### DIRECTION
Turn the records below into a numbered list, one line per entry, skipping any blank lines and leaving out the pictures.

### Excerpts from a point labeling dataset
* * * * *
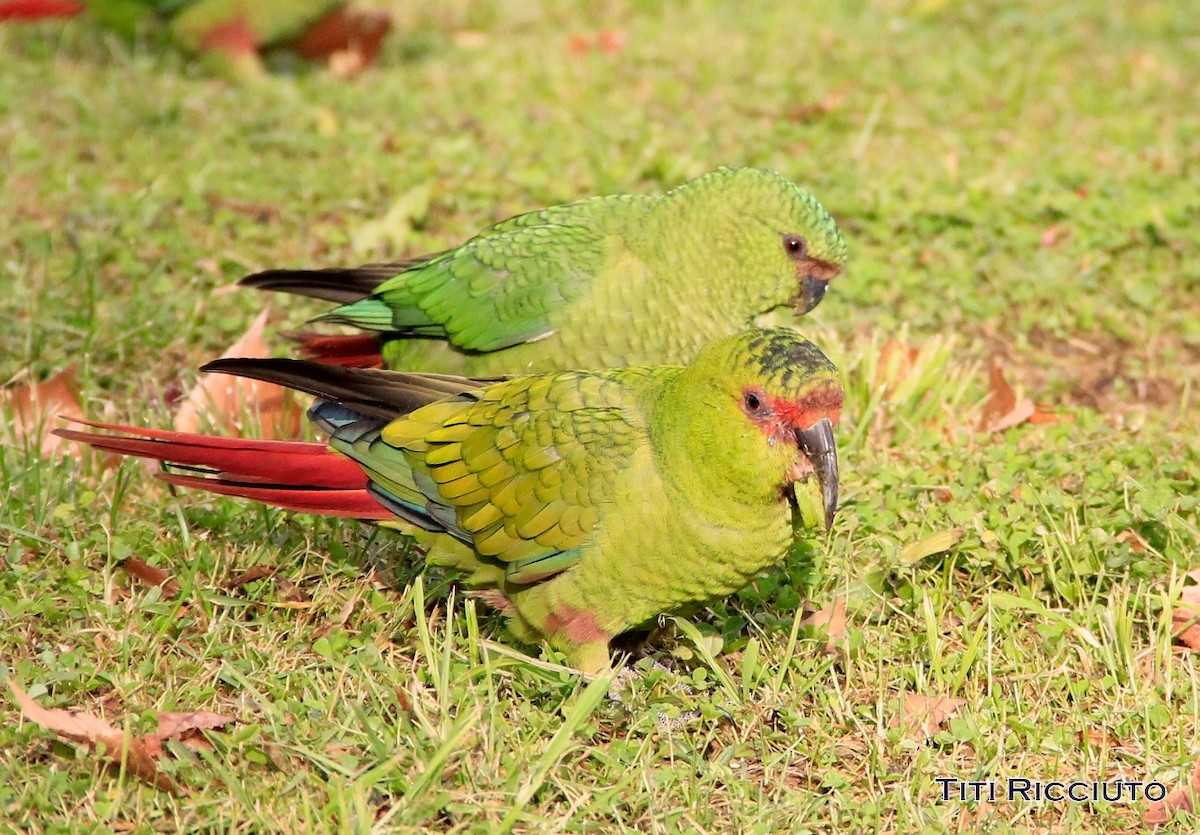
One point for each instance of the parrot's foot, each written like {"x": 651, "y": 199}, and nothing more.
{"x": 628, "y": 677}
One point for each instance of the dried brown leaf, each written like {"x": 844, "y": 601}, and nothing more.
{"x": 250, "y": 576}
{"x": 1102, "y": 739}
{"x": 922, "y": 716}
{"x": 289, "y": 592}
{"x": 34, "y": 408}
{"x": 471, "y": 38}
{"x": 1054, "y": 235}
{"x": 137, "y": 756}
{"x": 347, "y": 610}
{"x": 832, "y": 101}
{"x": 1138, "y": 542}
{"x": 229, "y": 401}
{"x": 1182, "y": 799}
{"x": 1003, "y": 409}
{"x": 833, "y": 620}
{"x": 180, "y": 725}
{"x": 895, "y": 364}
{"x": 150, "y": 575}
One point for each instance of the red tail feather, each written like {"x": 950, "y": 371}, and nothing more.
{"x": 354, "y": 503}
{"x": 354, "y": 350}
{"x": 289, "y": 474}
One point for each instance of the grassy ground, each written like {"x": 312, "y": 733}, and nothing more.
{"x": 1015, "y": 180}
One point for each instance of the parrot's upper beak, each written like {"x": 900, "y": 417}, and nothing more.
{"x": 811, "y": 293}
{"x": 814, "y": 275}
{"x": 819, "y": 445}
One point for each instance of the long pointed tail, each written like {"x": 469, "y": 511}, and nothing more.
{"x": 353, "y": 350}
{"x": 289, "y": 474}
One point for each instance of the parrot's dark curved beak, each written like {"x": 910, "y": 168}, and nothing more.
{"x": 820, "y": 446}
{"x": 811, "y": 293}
* * * * *
### OUTPUT BELOW
1. One point for each instance of the parrot's foot, each written like {"x": 651, "y": 199}, and nothing more.
2. {"x": 628, "y": 677}
3. One point for each instance of the dried brown leaf, each written like {"x": 844, "y": 601}, and nothing more.
4. {"x": 250, "y": 576}
5. {"x": 1102, "y": 739}
6. {"x": 922, "y": 716}
7. {"x": 289, "y": 592}
8. {"x": 34, "y": 408}
9. {"x": 471, "y": 38}
10. {"x": 1054, "y": 235}
11. {"x": 137, "y": 756}
12. {"x": 347, "y": 610}
13. {"x": 832, "y": 101}
14. {"x": 1138, "y": 542}
15. {"x": 229, "y": 401}
16. {"x": 1182, "y": 799}
17. {"x": 1003, "y": 409}
18. {"x": 833, "y": 620}
19. {"x": 180, "y": 725}
20. {"x": 895, "y": 364}
21. {"x": 150, "y": 575}
22. One point for each instance of the red tail feather, each written like {"x": 950, "y": 371}, and nothing more.
23. {"x": 354, "y": 503}
24. {"x": 354, "y": 350}
25. {"x": 289, "y": 474}
26. One point for each instance of the grassy ground, each written like {"x": 312, "y": 733}, and nothing more.
27. {"x": 1015, "y": 180}
28. One point for each instance of the parrot's upper beak, each written like {"x": 900, "y": 417}, and nothing more.
29. {"x": 811, "y": 293}
30. {"x": 814, "y": 275}
31. {"x": 819, "y": 445}
32. One point for each instance of the long pointed tail, each written like {"x": 469, "y": 511}, and nothing more.
33. {"x": 353, "y": 350}
34. {"x": 289, "y": 474}
35. One point for each instance of the parrot's dark curved beak, each written like {"x": 910, "y": 168}, and nothing more.
36. {"x": 820, "y": 446}
37. {"x": 811, "y": 293}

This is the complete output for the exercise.